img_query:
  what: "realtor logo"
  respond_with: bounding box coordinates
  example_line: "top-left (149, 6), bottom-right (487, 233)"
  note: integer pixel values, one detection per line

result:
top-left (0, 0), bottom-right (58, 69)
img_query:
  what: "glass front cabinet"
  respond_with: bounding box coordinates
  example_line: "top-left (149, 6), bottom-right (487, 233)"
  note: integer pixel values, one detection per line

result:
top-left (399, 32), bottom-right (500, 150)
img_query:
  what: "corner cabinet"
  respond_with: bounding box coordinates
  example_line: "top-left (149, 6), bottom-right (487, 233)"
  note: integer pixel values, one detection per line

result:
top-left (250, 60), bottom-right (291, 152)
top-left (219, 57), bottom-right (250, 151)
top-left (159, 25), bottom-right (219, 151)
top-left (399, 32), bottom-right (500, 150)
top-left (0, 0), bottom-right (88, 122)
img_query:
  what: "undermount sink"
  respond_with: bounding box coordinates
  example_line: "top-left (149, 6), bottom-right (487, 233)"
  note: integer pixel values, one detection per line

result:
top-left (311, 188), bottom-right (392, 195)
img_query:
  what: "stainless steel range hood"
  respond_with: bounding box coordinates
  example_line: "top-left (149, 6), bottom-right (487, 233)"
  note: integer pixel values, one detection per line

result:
=-=-=-=-=
Copy out every row above, requests included, scaling each bounding box coordinate in the answers by 0.55 and rounding to the nearest whole number, with halves going up. Leave the numbers in the requests and their sample lines unchanged.

> SOLUTION TO THIS TASK
img_query:
  what: "realtor logo"
  respond_with: bounding box coordinates
  example_line: "top-left (149, 6), bottom-right (487, 233)"
  note: integer pixel values, one detection per line

result:
top-left (0, 0), bottom-right (32, 38)
img_query:
  what: "glass front cabinet"
  respond_with: bounding box coordinates
  example_line: "top-left (149, 6), bottom-right (487, 233)"
  note: integer pixel values, one detection per line

result:
top-left (219, 18), bottom-right (275, 83)
img_query:
  what: "corner cabinet"
  respond_with: bounding box coordinates
  example_line: "top-left (149, 6), bottom-right (487, 233)"
  note: integer pixel values, one detection per line

result:
top-left (138, 33), bottom-right (160, 84)
top-left (120, 31), bottom-right (138, 83)
top-left (87, 14), bottom-right (120, 83)
top-left (219, 18), bottom-right (275, 83)
top-left (0, 0), bottom-right (48, 67)
img_query:
  what: "undermount sink"
  respond_with: bounding box coordinates
  example_line: "top-left (149, 6), bottom-right (487, 233)"
  note: integer pixel values, one detection per line

result:
top-left (171, 103), bottom-right (216, 107)
img_query:
  what: "stainless steel range hood"
  respond_with: bounding box coordinates
  example_line: "top-left (149, 6), bottom-right (487, 233)"
  note: integer pixel values, one detection per line

result:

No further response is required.